[Data items]
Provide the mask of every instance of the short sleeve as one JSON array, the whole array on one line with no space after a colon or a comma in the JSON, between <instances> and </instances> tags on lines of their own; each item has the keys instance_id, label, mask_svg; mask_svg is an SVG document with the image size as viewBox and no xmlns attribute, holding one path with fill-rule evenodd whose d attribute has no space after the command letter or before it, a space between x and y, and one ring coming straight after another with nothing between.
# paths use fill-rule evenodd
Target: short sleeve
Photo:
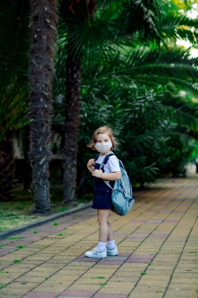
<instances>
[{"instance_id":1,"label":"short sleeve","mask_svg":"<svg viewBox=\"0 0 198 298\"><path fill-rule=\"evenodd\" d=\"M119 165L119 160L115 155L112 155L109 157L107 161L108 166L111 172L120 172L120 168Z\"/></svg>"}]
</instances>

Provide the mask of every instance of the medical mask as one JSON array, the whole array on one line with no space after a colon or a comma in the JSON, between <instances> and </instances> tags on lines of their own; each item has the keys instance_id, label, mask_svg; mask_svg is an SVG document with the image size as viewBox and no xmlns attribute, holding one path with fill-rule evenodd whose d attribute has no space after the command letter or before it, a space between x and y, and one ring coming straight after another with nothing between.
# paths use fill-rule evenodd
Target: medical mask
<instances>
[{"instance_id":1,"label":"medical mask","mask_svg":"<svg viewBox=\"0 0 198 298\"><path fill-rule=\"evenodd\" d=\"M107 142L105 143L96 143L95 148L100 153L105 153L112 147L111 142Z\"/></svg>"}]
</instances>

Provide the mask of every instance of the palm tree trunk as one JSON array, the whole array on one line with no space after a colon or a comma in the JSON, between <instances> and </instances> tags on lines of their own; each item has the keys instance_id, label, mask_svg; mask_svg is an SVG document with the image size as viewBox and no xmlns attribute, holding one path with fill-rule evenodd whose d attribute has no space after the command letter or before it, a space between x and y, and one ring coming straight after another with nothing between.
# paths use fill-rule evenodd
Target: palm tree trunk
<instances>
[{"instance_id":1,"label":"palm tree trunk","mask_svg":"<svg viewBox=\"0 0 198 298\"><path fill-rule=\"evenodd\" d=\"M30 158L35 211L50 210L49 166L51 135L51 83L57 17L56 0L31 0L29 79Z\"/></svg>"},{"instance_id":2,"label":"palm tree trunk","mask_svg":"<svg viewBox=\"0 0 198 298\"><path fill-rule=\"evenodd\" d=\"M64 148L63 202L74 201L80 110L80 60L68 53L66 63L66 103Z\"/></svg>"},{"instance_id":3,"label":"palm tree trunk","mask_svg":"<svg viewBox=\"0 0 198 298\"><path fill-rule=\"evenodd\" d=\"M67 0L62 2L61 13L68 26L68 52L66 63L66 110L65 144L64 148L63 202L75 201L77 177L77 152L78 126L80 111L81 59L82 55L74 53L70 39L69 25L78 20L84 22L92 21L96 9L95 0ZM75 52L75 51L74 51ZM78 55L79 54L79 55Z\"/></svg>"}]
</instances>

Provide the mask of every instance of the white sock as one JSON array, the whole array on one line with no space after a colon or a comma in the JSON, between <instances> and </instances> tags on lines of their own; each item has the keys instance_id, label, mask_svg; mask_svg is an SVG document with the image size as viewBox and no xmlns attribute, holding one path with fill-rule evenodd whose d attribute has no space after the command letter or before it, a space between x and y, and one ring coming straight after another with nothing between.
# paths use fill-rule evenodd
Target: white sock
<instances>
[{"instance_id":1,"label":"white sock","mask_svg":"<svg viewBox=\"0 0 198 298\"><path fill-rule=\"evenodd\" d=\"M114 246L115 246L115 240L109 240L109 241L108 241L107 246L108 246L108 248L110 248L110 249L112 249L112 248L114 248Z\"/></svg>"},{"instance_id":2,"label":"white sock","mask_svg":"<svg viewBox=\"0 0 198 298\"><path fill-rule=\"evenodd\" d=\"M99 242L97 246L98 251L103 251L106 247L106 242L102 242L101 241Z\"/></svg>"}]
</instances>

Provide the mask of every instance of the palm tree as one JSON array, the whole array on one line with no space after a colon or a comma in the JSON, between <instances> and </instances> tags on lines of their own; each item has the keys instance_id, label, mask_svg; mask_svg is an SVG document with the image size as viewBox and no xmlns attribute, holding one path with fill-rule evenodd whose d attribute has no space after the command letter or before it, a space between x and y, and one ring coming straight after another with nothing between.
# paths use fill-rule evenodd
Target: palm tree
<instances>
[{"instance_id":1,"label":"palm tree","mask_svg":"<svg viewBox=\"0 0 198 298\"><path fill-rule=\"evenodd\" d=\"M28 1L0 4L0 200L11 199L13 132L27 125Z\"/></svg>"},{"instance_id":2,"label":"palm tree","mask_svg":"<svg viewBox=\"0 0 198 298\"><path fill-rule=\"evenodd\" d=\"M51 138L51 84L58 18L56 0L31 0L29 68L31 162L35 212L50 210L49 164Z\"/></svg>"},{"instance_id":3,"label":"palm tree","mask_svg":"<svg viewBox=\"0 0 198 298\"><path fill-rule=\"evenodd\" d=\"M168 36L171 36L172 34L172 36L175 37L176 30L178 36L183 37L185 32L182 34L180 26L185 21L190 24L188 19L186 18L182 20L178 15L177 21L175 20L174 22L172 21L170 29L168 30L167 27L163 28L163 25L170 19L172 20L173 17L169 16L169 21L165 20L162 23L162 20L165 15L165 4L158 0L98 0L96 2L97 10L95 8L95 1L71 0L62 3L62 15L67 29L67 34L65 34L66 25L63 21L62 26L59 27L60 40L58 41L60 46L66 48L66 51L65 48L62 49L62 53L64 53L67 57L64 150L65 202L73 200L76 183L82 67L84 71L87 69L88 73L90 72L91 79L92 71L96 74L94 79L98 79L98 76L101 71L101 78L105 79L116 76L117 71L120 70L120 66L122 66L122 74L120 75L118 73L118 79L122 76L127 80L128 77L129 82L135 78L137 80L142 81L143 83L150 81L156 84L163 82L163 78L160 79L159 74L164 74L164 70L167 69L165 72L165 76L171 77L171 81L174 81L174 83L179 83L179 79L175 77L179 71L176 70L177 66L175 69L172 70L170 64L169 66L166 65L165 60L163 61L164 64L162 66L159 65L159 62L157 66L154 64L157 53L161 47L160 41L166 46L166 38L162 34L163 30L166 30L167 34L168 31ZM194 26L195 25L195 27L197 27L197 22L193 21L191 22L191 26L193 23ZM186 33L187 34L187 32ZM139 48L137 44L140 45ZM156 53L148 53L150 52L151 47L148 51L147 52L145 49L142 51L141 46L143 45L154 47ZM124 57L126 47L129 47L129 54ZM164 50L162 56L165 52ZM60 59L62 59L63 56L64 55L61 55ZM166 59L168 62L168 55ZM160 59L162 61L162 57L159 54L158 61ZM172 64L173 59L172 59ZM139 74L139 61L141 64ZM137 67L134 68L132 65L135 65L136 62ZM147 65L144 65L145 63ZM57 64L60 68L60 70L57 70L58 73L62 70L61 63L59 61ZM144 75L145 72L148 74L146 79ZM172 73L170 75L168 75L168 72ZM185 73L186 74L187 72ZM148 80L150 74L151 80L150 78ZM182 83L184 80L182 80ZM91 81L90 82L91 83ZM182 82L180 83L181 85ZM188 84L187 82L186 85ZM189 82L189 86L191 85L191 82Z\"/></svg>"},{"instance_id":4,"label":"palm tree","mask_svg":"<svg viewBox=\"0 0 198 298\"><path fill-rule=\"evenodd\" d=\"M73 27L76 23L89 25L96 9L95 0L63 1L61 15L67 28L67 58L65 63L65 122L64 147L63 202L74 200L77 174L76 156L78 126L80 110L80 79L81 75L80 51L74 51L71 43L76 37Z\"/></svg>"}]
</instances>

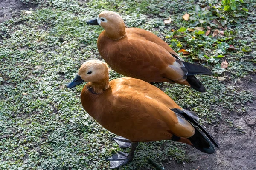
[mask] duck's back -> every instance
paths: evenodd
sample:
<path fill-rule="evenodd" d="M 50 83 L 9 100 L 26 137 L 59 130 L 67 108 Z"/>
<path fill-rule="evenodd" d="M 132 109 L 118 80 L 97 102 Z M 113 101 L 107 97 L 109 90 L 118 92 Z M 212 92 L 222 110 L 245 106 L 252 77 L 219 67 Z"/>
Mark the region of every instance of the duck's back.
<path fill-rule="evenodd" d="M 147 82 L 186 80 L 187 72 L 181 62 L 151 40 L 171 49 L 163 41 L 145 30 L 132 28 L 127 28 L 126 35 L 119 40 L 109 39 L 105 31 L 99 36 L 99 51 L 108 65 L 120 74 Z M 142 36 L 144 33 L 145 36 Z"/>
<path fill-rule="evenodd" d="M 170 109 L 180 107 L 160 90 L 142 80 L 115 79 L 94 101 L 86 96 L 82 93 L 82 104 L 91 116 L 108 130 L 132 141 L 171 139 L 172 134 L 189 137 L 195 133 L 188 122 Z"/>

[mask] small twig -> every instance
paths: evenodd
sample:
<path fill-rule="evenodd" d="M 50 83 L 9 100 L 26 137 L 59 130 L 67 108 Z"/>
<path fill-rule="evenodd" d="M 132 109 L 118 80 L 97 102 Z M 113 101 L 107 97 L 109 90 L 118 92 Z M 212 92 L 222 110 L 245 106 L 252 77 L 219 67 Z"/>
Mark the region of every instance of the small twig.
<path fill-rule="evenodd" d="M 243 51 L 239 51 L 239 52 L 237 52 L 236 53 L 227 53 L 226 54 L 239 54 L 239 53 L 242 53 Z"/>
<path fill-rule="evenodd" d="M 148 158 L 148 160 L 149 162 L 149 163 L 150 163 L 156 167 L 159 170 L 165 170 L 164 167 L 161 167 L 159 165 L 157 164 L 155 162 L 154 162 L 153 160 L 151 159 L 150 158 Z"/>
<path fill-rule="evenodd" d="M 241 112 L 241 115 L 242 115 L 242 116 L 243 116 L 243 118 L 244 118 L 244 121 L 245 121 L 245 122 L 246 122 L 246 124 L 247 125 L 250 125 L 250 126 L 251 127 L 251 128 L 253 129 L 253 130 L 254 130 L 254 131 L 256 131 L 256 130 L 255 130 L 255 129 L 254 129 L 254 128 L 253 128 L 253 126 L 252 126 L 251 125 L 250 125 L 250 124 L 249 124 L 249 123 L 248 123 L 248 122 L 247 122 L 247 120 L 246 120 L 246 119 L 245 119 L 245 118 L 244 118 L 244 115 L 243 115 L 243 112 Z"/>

--

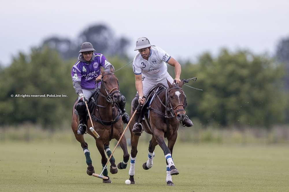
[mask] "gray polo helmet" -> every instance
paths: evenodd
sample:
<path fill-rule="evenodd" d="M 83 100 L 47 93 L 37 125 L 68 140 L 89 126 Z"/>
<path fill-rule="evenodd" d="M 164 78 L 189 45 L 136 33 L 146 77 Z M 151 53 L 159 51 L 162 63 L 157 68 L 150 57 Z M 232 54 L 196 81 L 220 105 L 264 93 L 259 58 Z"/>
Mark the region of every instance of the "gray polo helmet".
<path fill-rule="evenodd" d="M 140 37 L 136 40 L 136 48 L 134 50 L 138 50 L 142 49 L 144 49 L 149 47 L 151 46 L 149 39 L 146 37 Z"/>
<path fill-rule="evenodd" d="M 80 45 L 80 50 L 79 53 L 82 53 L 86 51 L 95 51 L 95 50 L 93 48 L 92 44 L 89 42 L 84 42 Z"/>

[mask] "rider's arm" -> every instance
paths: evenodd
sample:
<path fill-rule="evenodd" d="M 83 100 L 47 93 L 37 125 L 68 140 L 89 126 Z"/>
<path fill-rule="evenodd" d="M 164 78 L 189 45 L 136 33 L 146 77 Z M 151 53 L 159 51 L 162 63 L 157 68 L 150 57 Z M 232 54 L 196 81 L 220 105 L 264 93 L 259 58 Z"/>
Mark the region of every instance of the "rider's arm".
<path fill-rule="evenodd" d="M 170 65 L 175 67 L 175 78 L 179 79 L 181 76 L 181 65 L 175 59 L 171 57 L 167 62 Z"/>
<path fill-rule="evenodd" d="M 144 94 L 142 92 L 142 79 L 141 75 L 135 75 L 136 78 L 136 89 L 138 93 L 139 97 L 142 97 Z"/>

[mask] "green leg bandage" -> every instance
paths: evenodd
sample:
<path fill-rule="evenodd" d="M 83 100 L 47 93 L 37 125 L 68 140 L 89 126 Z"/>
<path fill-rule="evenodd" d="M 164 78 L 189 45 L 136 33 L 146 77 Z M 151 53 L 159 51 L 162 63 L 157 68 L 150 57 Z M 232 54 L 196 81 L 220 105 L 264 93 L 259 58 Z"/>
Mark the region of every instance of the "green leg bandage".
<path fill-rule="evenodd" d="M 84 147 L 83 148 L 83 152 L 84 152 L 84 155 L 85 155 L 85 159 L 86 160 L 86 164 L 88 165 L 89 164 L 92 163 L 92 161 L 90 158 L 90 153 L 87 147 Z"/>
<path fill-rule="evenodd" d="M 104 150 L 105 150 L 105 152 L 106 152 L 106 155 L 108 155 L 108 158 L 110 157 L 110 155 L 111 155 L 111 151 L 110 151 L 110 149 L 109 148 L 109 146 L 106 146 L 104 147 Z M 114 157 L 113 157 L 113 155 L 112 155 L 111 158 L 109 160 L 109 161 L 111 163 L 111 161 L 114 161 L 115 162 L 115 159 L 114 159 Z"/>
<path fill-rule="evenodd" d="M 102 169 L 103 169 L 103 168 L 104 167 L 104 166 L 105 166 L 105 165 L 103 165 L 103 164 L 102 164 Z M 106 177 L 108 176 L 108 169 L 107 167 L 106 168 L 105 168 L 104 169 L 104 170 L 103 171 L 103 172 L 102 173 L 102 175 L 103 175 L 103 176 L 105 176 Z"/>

==

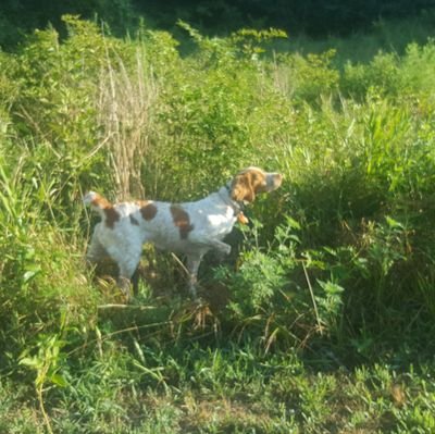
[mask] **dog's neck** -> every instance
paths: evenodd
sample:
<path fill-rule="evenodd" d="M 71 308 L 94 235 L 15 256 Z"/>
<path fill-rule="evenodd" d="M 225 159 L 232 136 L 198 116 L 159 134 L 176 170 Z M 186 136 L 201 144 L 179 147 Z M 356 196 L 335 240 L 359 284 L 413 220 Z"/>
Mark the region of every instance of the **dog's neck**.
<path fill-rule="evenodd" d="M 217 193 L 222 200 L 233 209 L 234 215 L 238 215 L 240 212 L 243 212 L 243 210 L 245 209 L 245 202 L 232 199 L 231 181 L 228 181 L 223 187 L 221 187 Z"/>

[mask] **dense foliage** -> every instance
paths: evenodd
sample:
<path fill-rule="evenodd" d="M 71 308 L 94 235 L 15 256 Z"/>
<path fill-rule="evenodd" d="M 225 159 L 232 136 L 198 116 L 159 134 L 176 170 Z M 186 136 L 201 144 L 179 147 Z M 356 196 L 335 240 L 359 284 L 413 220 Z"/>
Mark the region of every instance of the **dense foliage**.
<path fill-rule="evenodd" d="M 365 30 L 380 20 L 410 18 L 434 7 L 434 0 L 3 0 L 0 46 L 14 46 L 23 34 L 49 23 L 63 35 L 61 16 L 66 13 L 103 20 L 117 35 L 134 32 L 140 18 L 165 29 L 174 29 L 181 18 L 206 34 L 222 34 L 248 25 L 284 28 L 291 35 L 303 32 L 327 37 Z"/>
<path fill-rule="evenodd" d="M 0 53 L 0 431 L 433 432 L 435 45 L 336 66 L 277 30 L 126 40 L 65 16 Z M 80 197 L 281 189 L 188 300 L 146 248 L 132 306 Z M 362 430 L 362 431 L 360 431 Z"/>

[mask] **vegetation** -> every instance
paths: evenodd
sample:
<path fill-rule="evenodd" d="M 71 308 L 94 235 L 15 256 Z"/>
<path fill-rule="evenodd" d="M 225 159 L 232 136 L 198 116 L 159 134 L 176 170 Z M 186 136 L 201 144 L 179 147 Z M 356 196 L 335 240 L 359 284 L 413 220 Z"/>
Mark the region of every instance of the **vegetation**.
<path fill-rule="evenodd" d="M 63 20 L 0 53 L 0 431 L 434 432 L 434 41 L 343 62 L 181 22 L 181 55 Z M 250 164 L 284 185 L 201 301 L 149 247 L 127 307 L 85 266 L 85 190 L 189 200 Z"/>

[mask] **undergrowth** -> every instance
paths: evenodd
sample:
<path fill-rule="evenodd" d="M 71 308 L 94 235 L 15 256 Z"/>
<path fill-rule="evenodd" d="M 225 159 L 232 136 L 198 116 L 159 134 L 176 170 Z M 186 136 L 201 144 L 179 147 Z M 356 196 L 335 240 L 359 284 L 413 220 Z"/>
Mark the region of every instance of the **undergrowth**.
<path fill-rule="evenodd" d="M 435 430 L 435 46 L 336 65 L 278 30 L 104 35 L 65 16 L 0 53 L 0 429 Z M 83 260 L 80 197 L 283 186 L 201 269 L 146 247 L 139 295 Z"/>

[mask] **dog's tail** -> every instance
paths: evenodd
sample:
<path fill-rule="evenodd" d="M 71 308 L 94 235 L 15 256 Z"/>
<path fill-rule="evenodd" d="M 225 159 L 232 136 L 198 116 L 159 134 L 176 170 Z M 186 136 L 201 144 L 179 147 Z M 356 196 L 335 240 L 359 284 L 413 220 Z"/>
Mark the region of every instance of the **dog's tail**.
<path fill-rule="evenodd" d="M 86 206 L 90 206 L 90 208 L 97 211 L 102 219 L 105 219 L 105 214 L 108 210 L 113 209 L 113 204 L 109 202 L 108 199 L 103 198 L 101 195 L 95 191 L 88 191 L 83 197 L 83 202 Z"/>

### Exercise prompt
Reproduce the stretch from the line containing "[mask] **dog's tail** -> every instance" through the line containing "86 206 L 90", swapping "every instance" for "each instance" and leaving everything else unchanged.

### Full output
[mask] **dog's tail** -> each instance
paths: evenodd
sample:
<path fill-rule="evenodd" d="M 71 308 L 94 235 L 15 256 Z"/>
<path fill-rule="evenodd" d="M 225 159 L 232 136 L 198 116 L 159 134 L 176 170 Z M 186 136 L 201 144 L 179 147 Z M 356 196 L 335 240 L 359 284 L 413 220 Z"/>
Mark the region of each instance of the **dog's tail**.
<path fill-rule="evenodd" d="M 86 206 L 90 206 L 90 208 L 97 211 L 102 219 L 105 219 L 105 214 L 108 210 L 113 209 L 113 204 L 109 202 L 108 199 L 103 198 L 101 195 L 95 191 L 88 191 L 83 197 L 83 202 Z"/>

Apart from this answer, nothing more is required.